Form 6-K


                       SECURITIES AND EXCHANGE COMMISSION
                             Washington, D.C. 20549

                            Report of Foreign Issuer
                      Pursuant to Rule 13a-16 or 15d-16 of
                       the Securities Exchange Act of 1934


For the month of: March 2006

                          SGL CARBON Aktiengesellschaft

                              (Name of registrant)

                               Rheingaustrasse 182
                                 65203 Wiesbaden
                                     Germany


                    (Address of Principal Executive Offices)

— Data excerpts —
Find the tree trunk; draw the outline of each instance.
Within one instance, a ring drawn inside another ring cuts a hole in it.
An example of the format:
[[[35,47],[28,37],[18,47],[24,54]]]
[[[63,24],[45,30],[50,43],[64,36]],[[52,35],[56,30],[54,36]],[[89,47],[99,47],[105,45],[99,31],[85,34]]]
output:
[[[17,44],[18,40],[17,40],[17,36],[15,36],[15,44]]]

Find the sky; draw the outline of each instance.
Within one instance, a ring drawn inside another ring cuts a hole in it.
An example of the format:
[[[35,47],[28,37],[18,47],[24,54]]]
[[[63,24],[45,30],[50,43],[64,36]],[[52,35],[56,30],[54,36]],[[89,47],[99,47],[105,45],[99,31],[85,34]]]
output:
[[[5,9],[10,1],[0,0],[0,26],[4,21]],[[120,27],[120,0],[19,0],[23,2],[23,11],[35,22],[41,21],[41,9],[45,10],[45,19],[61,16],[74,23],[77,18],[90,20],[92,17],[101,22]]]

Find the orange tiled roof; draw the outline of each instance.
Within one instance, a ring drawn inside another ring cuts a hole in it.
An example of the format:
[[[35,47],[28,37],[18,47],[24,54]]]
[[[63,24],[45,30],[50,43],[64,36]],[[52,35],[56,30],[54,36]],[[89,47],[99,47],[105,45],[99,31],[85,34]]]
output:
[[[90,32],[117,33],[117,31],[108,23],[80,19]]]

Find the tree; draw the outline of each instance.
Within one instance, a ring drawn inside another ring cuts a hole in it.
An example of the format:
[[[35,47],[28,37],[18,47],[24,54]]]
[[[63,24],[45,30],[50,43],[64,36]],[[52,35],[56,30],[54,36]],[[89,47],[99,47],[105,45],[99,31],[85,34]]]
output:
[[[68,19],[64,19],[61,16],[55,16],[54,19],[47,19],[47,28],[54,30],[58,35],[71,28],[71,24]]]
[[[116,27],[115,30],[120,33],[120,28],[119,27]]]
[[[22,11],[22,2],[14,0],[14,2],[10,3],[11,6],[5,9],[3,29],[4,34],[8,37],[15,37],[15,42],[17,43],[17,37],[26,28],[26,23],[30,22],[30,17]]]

— Task list —
A. Answer these questions using the Form 6-K cover page:
(i) For which month is the report filed?
(ii) What is the name of the registrant?
(iii) In which city are the registrant's principal executive offices?
B. Carry on writing the Form 6-K cover page after its last line.

— Task results —
A.
(i) March 2006
(ii) SGL CARBON Aktiengesellschaft
(iii) Wiesbaden

B.
Indicate by check mark whether the registrant files or will file annual reports
under cover of Form 20-F or Form 40-F:

                  Form 20-F __X__                      Form 40-F

Indicate by check mark whether the registrant by furnishing the information
contained in this Form is also thereby furnishing the information to the SEC
pursuant to Rule 12g3-2(b) under the Securities Exchange Act of 1934:

                  Yes  ____                          No  __X__

If "Yes" is marked, indicate the file number assigned to the registrant in
connection with Rule 12g3-2(b): N/A




                                  Exhibit Index
                                  -------------

1.   February 9, 2006 German Press Release - Chinese Joint Venture

2.   March 7, 2006 German Press Release - 2005 Results Summary

3.   March 9, 2006 German Press Release - 2005 Results




                                   SIGNATURES

     Pursuant to the requirements of the Securities Exchange Act of 1934, the
registrant has duly caused this report to be signed on its behalf by the
undersigned, thereunto duly authorized.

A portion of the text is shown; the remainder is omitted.